* [Quoted passage]:

.....

Mr. WILFRID ROBERTS
(Newcastle Programme)
THIS MORNING Wilfrid Roberts will discuss the craftsmen of his moorland district, both those of today and those of yesterday. The blacksmith is still to be seen in his forge, but his sons are probably mechanics with an eye on the motor industry that is creeping in year by year. The younger generation ride their own motor cycles maybe, and prefer the smell of petrol to that of singeing hoof.
Potters still exist. Like gypsies, they are a distinct class in Cumberland, but they are not gypsies. They all deal in everything from scrap iron to feathers ; and in horses, too.
But the fame of the villages for hand-loom-weaving is a thing of the past. Few people remember it, though many, curiously enough, indirectly suffer from it. For in the old days the ground floors of houses were sunk below ground level with the object of keeping the raw material for weaving moist. Today, though the atmosphere is no dryer, people insist on inhabiting these below-ground rooms, despite threats from rheumatism and medical officers.

.....

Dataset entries
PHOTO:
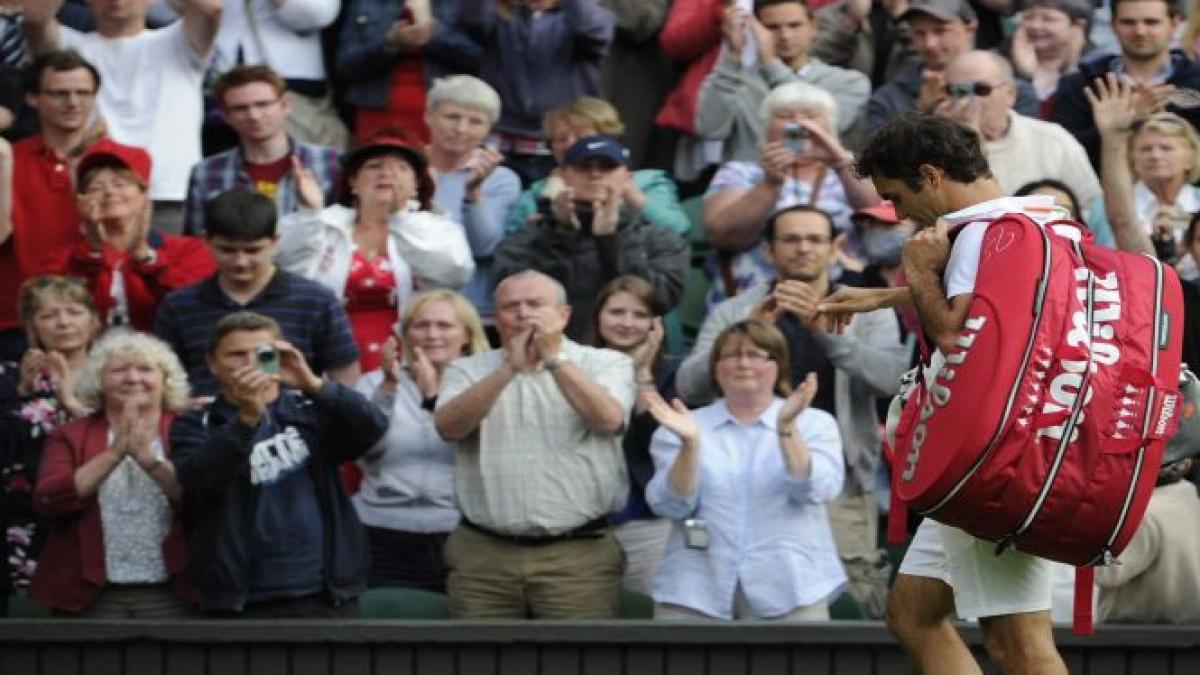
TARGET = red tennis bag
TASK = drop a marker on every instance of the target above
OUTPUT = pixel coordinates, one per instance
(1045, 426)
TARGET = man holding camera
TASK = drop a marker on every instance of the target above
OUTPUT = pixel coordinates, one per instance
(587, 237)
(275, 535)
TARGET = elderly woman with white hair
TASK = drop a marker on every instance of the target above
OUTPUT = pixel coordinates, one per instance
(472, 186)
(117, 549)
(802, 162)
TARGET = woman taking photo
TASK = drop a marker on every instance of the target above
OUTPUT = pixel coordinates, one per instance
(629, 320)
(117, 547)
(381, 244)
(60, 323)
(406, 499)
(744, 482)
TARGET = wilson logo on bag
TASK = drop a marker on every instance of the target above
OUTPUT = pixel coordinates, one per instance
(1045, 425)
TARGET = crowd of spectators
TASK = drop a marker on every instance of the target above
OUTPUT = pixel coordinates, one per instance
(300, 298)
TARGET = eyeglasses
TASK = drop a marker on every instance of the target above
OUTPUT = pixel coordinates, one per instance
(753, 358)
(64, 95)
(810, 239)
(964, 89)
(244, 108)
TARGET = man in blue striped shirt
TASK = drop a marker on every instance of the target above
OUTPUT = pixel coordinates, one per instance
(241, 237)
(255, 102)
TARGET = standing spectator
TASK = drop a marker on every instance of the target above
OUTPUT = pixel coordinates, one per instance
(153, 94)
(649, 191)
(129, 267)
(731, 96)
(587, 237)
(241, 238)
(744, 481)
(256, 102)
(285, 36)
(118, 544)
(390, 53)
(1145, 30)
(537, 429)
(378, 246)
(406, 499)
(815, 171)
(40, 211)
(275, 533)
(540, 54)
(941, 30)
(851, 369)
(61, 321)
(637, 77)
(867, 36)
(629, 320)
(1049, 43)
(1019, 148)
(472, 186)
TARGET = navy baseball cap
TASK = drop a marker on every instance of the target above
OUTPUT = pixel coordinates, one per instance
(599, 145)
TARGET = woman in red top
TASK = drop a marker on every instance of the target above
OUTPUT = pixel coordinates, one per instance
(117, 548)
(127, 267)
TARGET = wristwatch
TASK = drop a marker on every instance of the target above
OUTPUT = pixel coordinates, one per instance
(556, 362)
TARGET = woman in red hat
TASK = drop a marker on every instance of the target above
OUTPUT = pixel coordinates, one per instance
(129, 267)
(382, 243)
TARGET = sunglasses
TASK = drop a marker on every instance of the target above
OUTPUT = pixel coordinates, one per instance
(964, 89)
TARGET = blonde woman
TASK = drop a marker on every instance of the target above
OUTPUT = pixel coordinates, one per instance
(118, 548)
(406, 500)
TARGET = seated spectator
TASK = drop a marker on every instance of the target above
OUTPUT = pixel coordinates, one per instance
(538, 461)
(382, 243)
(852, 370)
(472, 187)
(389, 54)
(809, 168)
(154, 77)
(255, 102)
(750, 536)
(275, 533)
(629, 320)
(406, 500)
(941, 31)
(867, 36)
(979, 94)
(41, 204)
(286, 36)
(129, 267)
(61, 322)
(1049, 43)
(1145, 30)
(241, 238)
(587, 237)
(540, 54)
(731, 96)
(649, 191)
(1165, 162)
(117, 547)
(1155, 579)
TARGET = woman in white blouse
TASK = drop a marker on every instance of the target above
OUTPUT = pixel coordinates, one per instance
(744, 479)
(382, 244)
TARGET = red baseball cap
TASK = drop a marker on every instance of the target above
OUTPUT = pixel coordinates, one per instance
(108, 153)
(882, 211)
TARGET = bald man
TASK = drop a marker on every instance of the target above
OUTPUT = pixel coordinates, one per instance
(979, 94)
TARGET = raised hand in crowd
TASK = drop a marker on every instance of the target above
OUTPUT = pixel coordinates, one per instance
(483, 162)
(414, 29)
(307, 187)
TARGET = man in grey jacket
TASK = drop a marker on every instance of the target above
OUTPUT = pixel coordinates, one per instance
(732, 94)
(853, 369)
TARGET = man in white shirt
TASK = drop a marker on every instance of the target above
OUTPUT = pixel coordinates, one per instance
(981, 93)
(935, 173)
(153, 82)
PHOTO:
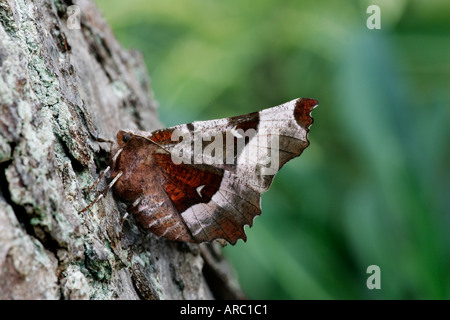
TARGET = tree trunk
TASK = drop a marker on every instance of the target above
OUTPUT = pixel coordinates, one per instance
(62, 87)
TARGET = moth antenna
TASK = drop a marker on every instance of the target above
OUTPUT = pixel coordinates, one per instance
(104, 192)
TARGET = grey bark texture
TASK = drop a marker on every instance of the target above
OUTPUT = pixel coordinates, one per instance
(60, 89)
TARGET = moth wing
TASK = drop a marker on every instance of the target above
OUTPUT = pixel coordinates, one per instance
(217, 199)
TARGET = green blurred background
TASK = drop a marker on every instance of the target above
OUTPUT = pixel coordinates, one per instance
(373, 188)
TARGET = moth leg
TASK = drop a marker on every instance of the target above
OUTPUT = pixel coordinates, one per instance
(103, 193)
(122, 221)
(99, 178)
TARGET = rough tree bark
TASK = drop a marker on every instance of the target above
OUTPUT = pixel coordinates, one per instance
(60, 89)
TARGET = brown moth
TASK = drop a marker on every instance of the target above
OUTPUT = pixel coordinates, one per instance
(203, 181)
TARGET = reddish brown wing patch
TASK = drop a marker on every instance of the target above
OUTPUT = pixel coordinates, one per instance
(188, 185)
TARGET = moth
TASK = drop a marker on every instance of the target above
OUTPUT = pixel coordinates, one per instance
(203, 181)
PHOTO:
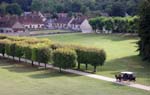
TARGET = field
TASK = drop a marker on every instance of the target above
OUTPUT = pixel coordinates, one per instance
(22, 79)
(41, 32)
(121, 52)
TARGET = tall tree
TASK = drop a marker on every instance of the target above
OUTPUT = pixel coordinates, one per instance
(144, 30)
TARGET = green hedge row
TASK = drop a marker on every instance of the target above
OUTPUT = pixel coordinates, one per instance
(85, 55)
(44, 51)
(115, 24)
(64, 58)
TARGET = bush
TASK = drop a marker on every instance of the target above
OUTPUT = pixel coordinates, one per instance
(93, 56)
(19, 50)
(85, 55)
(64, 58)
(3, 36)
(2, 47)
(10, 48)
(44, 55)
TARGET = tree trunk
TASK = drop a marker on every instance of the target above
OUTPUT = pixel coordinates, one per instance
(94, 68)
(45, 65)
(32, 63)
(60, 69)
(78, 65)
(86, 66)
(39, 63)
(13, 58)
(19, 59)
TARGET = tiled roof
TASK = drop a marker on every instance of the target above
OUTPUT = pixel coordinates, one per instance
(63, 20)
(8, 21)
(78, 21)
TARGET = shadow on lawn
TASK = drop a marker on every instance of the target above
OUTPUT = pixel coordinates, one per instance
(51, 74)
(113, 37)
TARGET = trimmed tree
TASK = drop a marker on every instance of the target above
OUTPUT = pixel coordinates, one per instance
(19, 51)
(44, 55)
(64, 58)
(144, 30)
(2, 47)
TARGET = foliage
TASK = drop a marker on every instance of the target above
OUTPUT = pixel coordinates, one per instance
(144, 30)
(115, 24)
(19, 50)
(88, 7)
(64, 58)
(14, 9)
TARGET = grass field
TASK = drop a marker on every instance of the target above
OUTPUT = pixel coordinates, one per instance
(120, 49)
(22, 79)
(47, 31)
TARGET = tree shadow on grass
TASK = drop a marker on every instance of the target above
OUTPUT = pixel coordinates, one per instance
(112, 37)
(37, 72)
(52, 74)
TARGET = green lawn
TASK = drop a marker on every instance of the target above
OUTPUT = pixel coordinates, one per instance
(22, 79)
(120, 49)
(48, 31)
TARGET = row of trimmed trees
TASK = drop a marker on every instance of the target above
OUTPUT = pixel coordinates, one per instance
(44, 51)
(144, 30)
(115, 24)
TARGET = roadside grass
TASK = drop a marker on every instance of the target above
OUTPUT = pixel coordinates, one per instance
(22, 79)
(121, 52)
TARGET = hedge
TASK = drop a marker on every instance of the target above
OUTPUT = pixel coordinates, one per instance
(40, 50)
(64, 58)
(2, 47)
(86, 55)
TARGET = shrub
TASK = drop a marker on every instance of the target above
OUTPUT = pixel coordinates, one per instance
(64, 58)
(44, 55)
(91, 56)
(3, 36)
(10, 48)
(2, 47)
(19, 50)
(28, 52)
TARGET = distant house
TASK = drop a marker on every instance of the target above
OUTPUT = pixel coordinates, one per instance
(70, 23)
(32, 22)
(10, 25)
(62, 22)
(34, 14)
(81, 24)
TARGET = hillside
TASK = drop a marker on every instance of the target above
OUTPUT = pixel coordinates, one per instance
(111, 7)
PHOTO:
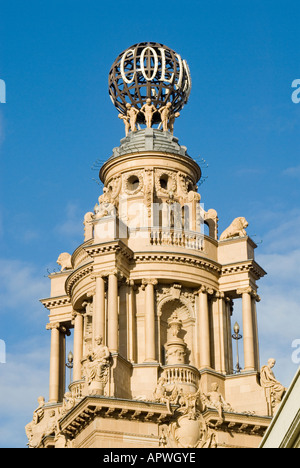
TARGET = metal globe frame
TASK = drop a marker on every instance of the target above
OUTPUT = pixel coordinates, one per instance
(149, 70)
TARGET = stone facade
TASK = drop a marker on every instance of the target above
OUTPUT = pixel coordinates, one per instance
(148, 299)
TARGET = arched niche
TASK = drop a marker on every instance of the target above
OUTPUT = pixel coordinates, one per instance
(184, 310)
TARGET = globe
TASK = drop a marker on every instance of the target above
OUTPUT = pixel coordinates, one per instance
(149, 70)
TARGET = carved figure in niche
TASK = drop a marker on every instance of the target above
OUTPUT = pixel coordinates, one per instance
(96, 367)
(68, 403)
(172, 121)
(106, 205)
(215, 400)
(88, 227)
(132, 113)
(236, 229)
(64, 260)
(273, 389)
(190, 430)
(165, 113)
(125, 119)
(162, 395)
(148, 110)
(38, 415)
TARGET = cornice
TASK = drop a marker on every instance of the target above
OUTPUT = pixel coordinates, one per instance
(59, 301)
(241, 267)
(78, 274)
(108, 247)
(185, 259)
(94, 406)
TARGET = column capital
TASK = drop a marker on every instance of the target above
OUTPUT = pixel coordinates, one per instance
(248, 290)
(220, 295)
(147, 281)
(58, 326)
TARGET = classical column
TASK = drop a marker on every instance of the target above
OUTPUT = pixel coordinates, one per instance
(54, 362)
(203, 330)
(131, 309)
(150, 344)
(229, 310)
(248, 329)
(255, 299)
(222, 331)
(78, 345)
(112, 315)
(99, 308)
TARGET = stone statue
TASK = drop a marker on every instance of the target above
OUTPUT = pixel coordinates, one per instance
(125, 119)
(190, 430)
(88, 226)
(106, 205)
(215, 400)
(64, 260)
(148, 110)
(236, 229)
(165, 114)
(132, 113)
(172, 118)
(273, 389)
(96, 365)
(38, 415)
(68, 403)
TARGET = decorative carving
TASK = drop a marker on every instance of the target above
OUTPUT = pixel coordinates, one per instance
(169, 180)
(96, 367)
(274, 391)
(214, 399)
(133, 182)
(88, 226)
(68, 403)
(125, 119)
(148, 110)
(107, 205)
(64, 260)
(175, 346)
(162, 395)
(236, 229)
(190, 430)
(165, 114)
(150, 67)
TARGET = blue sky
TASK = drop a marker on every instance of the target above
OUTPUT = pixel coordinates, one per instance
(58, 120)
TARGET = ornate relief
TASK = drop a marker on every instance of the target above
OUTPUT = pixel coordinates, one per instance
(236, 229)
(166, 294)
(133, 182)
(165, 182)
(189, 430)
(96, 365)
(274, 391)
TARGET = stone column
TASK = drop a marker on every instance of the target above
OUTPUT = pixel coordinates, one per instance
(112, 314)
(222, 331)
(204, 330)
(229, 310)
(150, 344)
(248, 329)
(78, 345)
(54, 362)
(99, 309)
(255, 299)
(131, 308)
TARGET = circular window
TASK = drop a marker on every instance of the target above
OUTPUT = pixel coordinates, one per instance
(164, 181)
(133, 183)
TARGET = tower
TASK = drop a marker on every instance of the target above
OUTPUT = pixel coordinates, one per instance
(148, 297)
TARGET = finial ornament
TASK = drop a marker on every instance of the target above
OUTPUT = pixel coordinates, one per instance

.....

* [Work instructions]:
• a. Reproduce the portion of the Wilfrid Roberts program note from "THIS MORNING Wilfrid" to "of singeing hoof.".
• b. According to the Wilfrid Roberts program note, why were the ground floors of houses once sunk below ground level?

* [Written responses]:
• a.
THIS MORNING Wilfrid Roberts will discuss the craftsmen of his moorland district, both those of today and those of yesterday. The blacksmith is still to be seen in his forge, but his sons are probably mechanics with an eye on the motor industry that is creeping in year by year. The younger generation ride their own motor cycles maybe, and prefer the smell of petrol to that of singeing hoof.

• b. To keep the raw material for weaving moist.